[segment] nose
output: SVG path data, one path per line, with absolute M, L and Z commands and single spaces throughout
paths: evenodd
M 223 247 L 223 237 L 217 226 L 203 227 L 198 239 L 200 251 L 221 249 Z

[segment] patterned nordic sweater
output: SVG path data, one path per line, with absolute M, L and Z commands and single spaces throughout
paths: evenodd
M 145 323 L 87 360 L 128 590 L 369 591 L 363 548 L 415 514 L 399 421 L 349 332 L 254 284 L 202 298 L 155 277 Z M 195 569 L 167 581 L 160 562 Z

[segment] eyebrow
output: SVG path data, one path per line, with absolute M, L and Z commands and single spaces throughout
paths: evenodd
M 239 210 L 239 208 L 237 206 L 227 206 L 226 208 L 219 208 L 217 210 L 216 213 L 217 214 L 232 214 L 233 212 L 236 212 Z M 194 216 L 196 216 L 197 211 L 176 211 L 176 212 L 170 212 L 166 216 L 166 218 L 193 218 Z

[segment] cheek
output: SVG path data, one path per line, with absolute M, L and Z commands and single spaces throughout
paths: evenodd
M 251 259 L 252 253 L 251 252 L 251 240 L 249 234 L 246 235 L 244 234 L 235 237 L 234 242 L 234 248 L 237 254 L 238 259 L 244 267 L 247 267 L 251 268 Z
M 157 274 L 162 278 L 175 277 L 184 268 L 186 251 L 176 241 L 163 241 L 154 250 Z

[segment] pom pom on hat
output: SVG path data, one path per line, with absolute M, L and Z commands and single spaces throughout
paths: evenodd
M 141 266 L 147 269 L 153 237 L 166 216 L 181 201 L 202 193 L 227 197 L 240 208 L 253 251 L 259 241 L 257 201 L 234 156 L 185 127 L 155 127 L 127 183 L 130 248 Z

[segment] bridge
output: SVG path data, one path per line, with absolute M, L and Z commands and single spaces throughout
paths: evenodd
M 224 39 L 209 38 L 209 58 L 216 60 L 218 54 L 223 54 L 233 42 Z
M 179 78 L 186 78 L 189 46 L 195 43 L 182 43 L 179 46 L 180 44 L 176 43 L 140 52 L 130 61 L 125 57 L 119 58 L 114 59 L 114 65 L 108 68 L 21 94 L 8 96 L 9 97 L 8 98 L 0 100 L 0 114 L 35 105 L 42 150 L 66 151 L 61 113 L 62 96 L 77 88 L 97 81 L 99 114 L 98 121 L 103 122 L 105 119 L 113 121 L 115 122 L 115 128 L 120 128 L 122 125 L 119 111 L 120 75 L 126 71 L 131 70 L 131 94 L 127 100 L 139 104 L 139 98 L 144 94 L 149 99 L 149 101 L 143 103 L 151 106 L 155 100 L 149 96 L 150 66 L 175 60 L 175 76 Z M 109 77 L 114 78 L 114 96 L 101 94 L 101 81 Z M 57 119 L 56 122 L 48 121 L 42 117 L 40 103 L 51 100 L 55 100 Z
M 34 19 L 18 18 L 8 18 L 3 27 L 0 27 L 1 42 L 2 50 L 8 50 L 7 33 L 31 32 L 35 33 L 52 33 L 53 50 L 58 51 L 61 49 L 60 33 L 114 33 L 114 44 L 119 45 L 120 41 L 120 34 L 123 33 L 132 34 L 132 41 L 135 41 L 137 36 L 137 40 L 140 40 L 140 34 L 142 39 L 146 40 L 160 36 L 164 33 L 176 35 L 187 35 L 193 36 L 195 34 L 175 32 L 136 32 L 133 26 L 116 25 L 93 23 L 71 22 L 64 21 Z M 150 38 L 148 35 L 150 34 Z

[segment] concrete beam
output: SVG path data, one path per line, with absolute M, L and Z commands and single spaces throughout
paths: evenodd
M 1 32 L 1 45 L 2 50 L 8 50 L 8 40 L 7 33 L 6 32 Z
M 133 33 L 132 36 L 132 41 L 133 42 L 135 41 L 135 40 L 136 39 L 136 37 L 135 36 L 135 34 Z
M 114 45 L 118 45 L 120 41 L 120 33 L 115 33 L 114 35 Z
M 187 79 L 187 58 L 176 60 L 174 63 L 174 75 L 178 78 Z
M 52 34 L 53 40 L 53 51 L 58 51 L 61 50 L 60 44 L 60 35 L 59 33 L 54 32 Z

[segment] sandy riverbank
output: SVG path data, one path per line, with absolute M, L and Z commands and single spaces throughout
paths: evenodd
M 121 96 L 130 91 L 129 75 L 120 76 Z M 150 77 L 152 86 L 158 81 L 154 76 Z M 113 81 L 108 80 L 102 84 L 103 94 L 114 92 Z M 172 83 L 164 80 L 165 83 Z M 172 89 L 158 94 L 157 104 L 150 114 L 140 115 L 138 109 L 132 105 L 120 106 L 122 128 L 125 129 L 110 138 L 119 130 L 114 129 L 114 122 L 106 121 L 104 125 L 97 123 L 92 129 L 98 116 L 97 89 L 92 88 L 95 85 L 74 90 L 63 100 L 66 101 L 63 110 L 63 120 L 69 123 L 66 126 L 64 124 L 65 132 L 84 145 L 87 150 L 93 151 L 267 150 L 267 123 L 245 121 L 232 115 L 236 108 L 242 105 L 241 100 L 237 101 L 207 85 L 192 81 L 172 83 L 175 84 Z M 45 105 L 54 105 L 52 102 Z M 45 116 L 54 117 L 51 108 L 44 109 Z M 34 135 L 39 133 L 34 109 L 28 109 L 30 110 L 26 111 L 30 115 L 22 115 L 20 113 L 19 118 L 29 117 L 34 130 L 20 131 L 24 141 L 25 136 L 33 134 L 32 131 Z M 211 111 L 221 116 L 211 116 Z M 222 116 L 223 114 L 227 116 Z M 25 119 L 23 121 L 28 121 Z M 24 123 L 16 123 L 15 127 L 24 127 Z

- - - - -

◆ The problem
Reproduce every row above verbatim, keeping each character, space and line break unchanged.

◆ Answer
[segment] nose
output: SVG path data, one path per line, with absolute M, L and Z commands and single spaces throughout
paths: evenodd
M 223 247 L 223 237 L 217 226 L 203 227 L 198 239 L 200 251 L 221 249 Z

[segment] patterned nordic sweater
output: SVG path data, one path per line, with absolute M, L and Z commands and single spaces throughout
paths: evenodd
M 145 323 L 87 360 L 128 590 L 369 591 L 363 548 L 415 514 L 399 421 L 349 332 L 254 284 L 202 298 L 155 277 Z M 195 569 L 167 581 L 160 562 Z

[segment] eyebrow
output: SVG path data, one path per line, with absolute M, L and Z commands and single spaces throughout
paths: evenodd
M 239 210 L 239 208 L 237 206 L 227 206 L 226 208 L 219 208 L 217 210 L 216 213 L 217 214 L 232 214 L 233 212 L 236 212 Z M 194 216 L 196 216 L 197 211 L 176 211 L 176 212 L 170 212 L 166 216 L 166 218 L 193 218 Z

[segment] cheek
output: SVG path data, one path per line, with absolute M, L and Z commands and single spaces throughout
paths: evenodd
M 251 259 L 252 253 L 251 252 L 251 240 L 249 234 L 246 235 L 244 234 L 235 237 L 234 242 L 234 248 L 237 254 L 238 259 L 244 267 L 247 267 L 251 268 Z
M 157 274 L 162 278 L 175 277 L 184 268 L 186 251 L 176 241 L 163 241 L 154 250 Z

[segment] pom pom on hat
output: SVG path data, one path per line, with absolute M, L and Z commands and single spaces throughout
paths: evenodd
M 141 266 L 147 269 L 153 237 L 166 216 L 181 201 L 202 193 L 227 197 L 240 208 L 253 251 L 259 241 L 257 201 L 234 156 L 185 127 L 155 127 L 127 183 L 130 248 Z

[segment] bridge
output: SVG path data, one path per line, with absolute M, L and Z commands and single spaces throughout
paths: evenodd
M 224 39 L 209 38 L 209 58 L 216 60 L 218 54 L 223 54 L 233 42 Z
M 179 78 L 186 78 L 189 46 L 195 43 L 182 43 L 179 46 L 180 44 L 176 43 L 140 52 L 130 61 L 125 57 L 119 58 L 114 59 L 114 65 L 108 68 L 21 94 L 8 96 L 9 97 L 8 98 L 0 100 L 0 114 L 35 105 L 42 150 L 66 151 L 61 113 L 62 96 L 77 88 L 97 81 L 99 114 L 98 121 L 103 122 L 105 119 L 113 121 L 115 122 L 115 128 L 120 128 L 122 125 L 119 111 L 120 75 L 126 71 L 131 70 L 131 94 L 127 100 L 139 104 L 139 98 L 144 94 L 149 99 L 149 101 L 143 103 L 151 106 L 155 100 L 149 96 L 150 66 L 175 60 L 175 76 Z M 109 77 L 114 78 L 114 96 L 101 94 L 101 81 Z M 57 119 L 56 122 L 48 121 L 42 117 L 40 103 L 51 100 L 55 100 Z
M 34 19 L 18 18 L 8 18 L 3 27 L 0 27 L 1 42 L 2 50 L 8 50 L 7 33 L 31 32 L 35 33 L 52 33 L 53 50 L 58 51 L 61 49 L 60 33 L 114 33 L 114 44 L 119 45 L 120 41 L 120 34 L 123 33 L 132 34 L 132 41 L 135 41 L 137 36 L 137 40 L 140 40 L 140 34 L 142 39 L 146 40 L 160 36 L 164 33 L 176 35 L 187 35 L 193 36 L 195 34 L 175 32 L 136 32 L 133 26 L 116 25 L 93 23 L 71 22 L 64 21 Z M 150 38 L 148 35 L 150 34 Z

[segment] concrete beam
output: SVG path data, one path per line, with absolute M, L and Z commands and single spaces throughout
paths: evenodd
M 1 32 L 1 45 L 2 50 L 8 50 L 8 40 L 7 33 L 6 32 Z
M 133 33 L 132 36 L 132 41 L 133 42 L 135 41 L 135 40 L 136 39 L 136 37 L 135 36 L 135 34 Z
M 114 45 L 118 45 L 120 41 L 120 33 L 115 33 L 114 35 Z
M 187 79 L 187 58 L 176 60 L 174 63 L 174 75 L 178 78 Z
M 52 34 L 53 40 L 53 51 L 58 51 L 61 50 L 60 44 L 60 35 L 59 33 L 54 32 Z

[segment] sandy riverbank
output: SVG path data, one path per line, with absolute M, L and Z commands and single spaces throughout
paths: evenodd
M 121 96 L 130 91 L 129 75 L 120 76 Z M 150 77 L 152 86 L 158 81 L 154 76 Z M 113 81 L 108 80 L 102 84 L 103 94 L 114 92 Z M 172 83 L 164 80 L 165 83 Z M 172 89 L 158 94 L 157 104 L 150 114 L 140 115 L 138 109 L 132 105 L 120 106 L 122 128 L 125 129 L 110 138 L 119 130 L 114 129 L 114 122 L 106 121 L 104 125 L 97 123 L 92 129 L 98 116 L 97 89 L 92 88 L 95 85 L 74 90 L 63 100 L 66 101 L 63 110 L 63 120 L 69 123 L 66 126 L 64 124 L 65 132 L 84 145 L 87 150 L 93 151 L 267 150 L 267 123 L 245 121 L 232 115 L 236 108 L 242 105 L 241 100 L 237 101 L 207 85 L 192 81 L 172 83 L 175 84 Z M 45 105 L 54 105 L 52 102 Z M 45 116 L 54 117 L 51 108 L 44 109 Z M 34 135 L 39 133 L 34 109 L 28 109 L 30 110 L 26 111 L 30 115 L 22 115 L 20 113 L 19 118 L 29 117 L 34 130 L 20 131 L 24 141 L 25 136 L 33 134 L 32 131 Z M 211 111 L 221 116 L 211 116 Z M 222 116 L 223 114 L 227 116 Z M 25 119 L 23 121 L 28 121 Z M 24 123 L 16 123 L 15 127 L 24 127 Z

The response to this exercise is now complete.